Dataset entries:

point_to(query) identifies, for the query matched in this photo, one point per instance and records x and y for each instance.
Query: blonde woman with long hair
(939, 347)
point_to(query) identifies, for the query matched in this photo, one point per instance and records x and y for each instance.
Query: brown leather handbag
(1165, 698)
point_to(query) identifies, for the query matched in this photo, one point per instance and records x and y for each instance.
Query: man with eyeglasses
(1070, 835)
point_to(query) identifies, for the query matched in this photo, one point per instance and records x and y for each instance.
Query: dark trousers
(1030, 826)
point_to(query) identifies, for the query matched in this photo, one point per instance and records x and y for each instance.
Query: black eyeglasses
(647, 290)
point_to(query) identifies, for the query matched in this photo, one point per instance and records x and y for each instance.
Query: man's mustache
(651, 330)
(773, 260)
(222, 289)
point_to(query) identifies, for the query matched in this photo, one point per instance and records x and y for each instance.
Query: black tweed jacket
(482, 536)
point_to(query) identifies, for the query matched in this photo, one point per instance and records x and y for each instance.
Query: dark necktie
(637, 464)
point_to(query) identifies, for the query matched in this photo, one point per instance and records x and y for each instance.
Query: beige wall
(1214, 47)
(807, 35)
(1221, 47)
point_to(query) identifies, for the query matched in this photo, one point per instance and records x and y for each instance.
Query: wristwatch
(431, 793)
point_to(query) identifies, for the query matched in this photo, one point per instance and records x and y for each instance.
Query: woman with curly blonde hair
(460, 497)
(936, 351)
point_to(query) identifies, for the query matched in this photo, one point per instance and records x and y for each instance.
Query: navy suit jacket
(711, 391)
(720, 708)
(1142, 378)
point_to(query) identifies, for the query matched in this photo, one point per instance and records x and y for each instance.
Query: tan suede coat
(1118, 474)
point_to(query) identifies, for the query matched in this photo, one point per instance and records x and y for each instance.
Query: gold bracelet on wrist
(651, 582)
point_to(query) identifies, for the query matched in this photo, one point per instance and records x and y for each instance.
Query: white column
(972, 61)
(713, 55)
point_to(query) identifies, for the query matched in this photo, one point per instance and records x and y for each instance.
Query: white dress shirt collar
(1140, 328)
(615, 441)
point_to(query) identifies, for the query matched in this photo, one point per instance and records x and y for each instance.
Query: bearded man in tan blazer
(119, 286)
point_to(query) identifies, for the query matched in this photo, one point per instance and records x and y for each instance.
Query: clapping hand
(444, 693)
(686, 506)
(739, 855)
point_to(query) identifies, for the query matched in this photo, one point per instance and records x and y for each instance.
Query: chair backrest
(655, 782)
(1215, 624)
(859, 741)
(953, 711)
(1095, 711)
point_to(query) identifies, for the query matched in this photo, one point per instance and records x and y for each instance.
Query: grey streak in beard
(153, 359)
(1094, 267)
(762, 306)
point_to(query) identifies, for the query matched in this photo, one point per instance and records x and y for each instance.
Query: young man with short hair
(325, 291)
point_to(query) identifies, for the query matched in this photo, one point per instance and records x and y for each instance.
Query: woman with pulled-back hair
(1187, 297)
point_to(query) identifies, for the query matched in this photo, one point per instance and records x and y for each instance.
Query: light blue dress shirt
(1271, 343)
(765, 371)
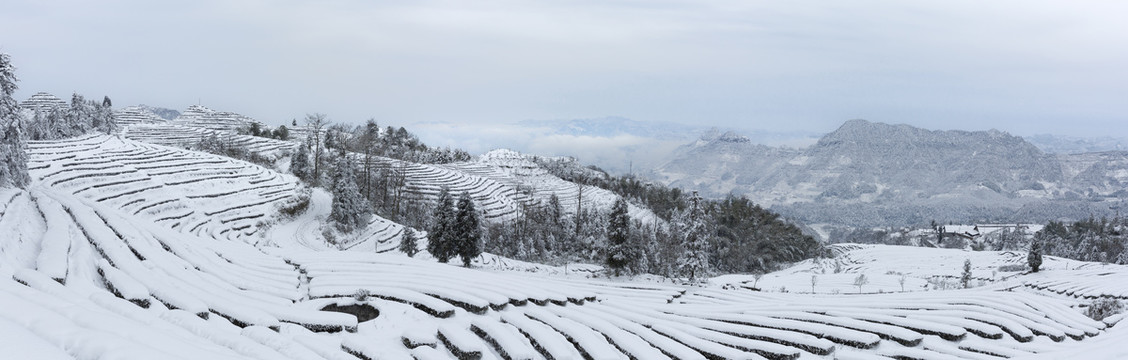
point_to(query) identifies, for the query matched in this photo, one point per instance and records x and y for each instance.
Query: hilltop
(873, 174)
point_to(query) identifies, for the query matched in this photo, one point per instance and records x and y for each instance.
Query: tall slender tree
(618, 235)
(299, 163)
(369, 141)
(12, 143)
(467, 229)
(314, 124)
(1034, 256)
(442, 222)
(407, 243)
(350, 211)
(696, 229)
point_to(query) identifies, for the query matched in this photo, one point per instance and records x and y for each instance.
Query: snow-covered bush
(1014, 268)
(1103, 307)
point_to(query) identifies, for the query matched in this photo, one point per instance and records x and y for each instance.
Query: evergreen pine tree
(350, 211)
(407, 243)
(12, 143)
(467, 230)
(694, 258)
(299, 163)
(1034, 256)
(441, 230)
(618, 234)
(966, 278)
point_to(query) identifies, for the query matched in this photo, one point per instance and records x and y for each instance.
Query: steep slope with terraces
(88, 275)
(124, 248)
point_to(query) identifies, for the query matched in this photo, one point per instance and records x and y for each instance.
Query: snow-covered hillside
(129, 249)
(88, 273)
(867, 174)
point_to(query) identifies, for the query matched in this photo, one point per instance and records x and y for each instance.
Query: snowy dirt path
(305, 230)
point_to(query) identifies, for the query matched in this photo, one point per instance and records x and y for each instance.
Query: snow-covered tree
(467, 230)
(966, 278)
(696, 234)
(350, 210)
(1034, 256)
(299, 163)
(861, 281)
(315, 123)
(12, 143)
(442, 222)
(407, 243)
(618, 234)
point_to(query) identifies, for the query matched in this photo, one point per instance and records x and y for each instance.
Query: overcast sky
(1023, 67)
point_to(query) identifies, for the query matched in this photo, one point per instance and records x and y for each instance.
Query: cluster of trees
(1092, 239)
(379, 181)
(389, 142)
(82, 116)
(741, 236)
(256, 130)
(213, 143)
(456, 230)
(694, 236)
(12, 142)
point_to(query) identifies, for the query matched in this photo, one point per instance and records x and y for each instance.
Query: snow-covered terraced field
(536, 185)
(89, 279)
(186, 191)
(123, 249)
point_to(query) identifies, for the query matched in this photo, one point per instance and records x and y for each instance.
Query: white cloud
(1015, 66)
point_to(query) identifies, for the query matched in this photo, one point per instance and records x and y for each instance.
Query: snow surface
(164, 262)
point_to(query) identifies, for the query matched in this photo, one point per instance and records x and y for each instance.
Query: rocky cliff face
(895, 174)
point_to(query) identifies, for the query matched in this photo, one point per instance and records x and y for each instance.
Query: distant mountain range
(875, 174)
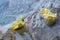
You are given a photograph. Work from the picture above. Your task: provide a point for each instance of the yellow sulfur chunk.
(20, 18)
(44, 11)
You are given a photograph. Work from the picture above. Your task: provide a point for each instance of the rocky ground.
(10, 9)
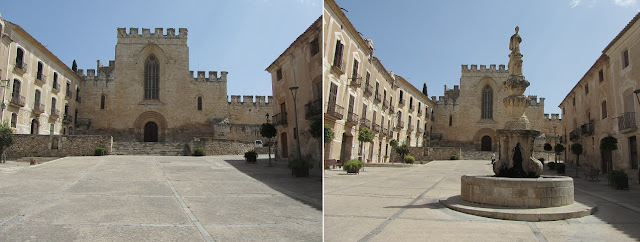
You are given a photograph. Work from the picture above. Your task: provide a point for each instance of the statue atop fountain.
(516, 139)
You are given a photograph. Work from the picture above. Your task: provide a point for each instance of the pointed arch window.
(151, 77)
(487, 102)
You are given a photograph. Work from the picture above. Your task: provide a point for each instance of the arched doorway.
(485, 143)
(283, 144)
(35, 126)
(151, 132)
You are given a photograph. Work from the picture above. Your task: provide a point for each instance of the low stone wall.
(213, 146)
(540, 192)
(57, 145)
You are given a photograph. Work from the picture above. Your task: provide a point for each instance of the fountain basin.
(542, 192)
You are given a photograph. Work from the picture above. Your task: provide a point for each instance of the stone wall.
(67, 145)
(214, 146)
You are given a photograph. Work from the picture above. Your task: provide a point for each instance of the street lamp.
(294, 90)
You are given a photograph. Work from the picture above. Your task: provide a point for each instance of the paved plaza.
(401, 204)
(146, 198)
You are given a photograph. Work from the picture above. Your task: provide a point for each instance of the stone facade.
(360, 92)
(57, 145)
(298, 66)
(603, 103)
(41, 95)
(459, 119)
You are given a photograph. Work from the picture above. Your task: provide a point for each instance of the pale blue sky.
(239, 36)
(427, 41)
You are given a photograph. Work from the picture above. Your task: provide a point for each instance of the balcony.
(365, 123)
(56, 88)
(20, 68)
(339, 66)
(368, 90)
(38, 108)
(375, 128)
(587, 129)
(55, 113)
(352, 119)
(400, 125)
(280, 119)
(377, 98)
(17, 100)
(334, 110)
(354, 81)
(313, 109)
(41, 79)
(67, 118)
(574, 135)
(627, 122)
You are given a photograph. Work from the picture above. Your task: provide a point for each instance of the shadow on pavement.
(307, 190)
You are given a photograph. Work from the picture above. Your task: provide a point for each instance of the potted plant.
(618, 179)
(251, 156)
(409, 159)
(99, 151)
(300, 167)
(200, 152)
(560, 168)
(353, 166)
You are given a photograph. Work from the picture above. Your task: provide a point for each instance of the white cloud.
(575, 3)
(625, 3)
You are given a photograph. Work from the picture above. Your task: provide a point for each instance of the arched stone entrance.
(151, 132)
(485, 144)
(150, 127)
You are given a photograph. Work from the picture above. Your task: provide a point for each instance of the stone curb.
(575, 210)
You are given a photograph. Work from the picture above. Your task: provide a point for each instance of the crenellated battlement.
(248, 100)
(534, 100)
(483, 68)
(554, 116)
(158, 33)
(213, 76)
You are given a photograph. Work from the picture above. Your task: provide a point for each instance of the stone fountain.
(517, 191)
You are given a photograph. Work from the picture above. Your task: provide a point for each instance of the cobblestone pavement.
(146, 198)
(401, 204)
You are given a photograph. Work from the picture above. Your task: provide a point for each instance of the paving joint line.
(384, 224)
(205, 234)
(49, 198)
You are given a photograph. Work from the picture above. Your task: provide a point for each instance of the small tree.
(365, 135)
(547, 148)
(576, 149)
(6, 139)
(403, 150)
(559, 148)
(268, 130)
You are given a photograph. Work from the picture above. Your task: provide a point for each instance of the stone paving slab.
(381, 218)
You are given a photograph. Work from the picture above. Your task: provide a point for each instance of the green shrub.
(299, 163)
(352, 165)
(251, 155)
(198, 151)
(99, 151)
(409, 159)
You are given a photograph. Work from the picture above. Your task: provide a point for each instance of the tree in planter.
(6, 139)
(403, 150)
(365, 135)
(608, 144)
(547, 148)
(576, 149)
(268, 130)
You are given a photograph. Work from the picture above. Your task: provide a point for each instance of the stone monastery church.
(148, 94)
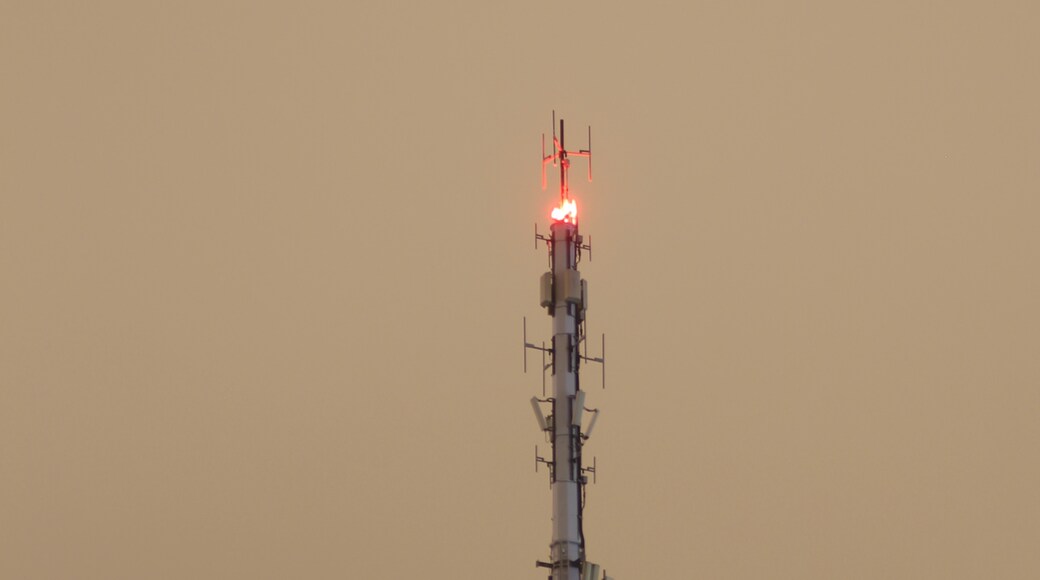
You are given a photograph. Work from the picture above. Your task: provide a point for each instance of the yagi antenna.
(560, 155)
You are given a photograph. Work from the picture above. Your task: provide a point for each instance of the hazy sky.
(263, 268)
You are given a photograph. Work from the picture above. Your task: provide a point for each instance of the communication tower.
(565, 295)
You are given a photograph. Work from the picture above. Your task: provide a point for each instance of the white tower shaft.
(567, 534)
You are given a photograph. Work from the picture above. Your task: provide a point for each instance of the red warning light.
(567, 212)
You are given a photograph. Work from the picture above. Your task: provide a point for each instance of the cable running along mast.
(565, 295)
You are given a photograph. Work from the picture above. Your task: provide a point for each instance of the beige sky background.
(263, 267)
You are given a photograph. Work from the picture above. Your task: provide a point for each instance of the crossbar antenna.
(564, 294)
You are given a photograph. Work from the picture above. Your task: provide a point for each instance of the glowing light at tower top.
(567, 212)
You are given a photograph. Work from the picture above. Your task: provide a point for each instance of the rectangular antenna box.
(546, 290)
(570, 287)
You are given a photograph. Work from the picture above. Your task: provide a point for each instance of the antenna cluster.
(562, 414)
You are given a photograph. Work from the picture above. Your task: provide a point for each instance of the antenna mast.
(565, 296)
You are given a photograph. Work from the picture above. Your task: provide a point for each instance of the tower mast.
(564, 294)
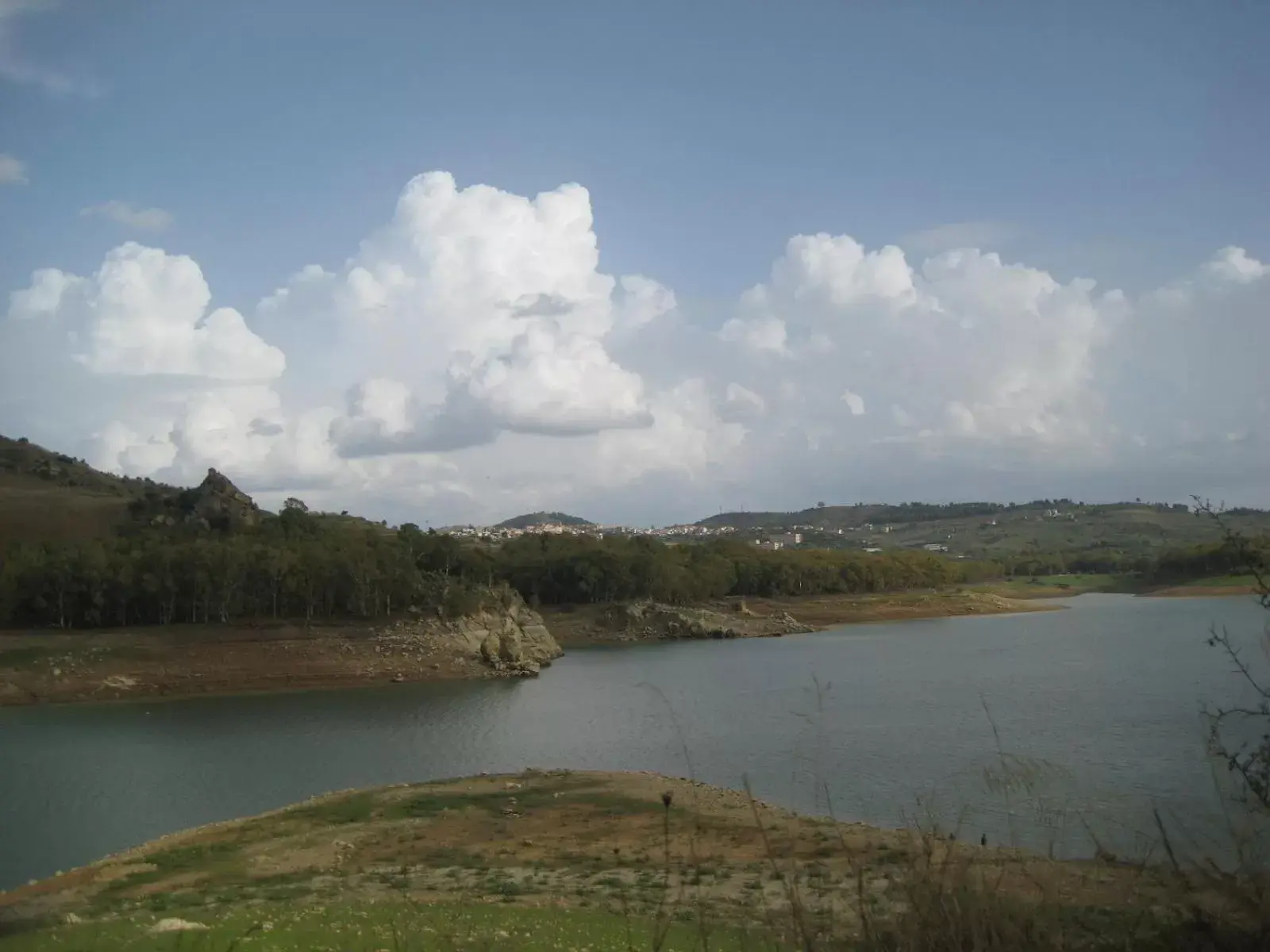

## Exercise brief
Rewrite the stretch from the start of the lines above through the line containing "(1165, 698)", changing "handbag" to "purse" and leaving everything else as it is. Return only that stretch.

## Answer for this exercise
point_to(query) identifies, for the query matched in this photo, one point per instance and records x and y for each instance.
Query: blonde woman with long hair
(939, 347)
point_to(query) identifies, for the query matched in this photo, one point per instance and records x and y for each instance.
Query: brown leather purse
(1165, 698)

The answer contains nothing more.